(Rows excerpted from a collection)
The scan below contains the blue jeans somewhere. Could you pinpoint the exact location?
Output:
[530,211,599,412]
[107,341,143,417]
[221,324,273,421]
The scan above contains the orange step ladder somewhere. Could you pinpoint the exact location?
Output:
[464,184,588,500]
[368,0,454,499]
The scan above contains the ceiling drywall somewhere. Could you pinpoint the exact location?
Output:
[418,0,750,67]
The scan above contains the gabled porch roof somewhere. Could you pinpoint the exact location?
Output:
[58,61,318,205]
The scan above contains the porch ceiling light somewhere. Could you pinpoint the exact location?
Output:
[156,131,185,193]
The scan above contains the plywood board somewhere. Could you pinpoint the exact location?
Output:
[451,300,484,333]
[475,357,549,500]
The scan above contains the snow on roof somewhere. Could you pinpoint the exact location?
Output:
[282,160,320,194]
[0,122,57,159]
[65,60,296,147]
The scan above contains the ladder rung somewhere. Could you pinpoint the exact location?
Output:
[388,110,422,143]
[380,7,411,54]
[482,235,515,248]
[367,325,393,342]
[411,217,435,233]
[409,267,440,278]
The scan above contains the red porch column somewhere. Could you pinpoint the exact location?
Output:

Work to do: Rewrite all of the rows above, requests included, and raise every bounding-box coordinate in the outputs by 76.

Answer to the task:
The scan below contains the blue jeans somewhere. Could you pinpoint the exact location?
Output:
[606,287,675,488]
[183,417,219,493]
[297,400,349,497]
The scan above contains the orange step ladder somewhere. Could you pinpoint the exact location?
Output:
[540,260,664,576]
[444,76,530,575]
The scan above contains the ceiling drywall somewhere. Could you pinpoint the exact location?
Output:
[494,76,826,143]
The scan above contains the gabled porch roof somewhere. Could you pinpoint the exact location?
Output:
[134,137,394,281]
The scan above contains the porch ceiling light somewhere. Could you pinpoint the exact location?
Output:
[232,207,261,269]
The scan above contains the plywood board somewhere. Could you pinpoint the exact location?
Output:
[527,376,560,409]
[551,433,625,576]
The scan above contains the snow on roof somewhere. Could you pinpoint the exact location?
Output:
[358,236,396,270]
[76,198,133,235]
[141,136,372,223]
The scan above contains the ladder rung somewhere. Could you pinpoint the exact location?
Output:
[464,186,498,219]
[456,83,487,130]
[558,311,591,324]
[443,401,469,418]
[487,293,511,309]
[485,343,516,354]
The scan above contains the red porch column somewhere. Could you pinpoint the exact location?
Output:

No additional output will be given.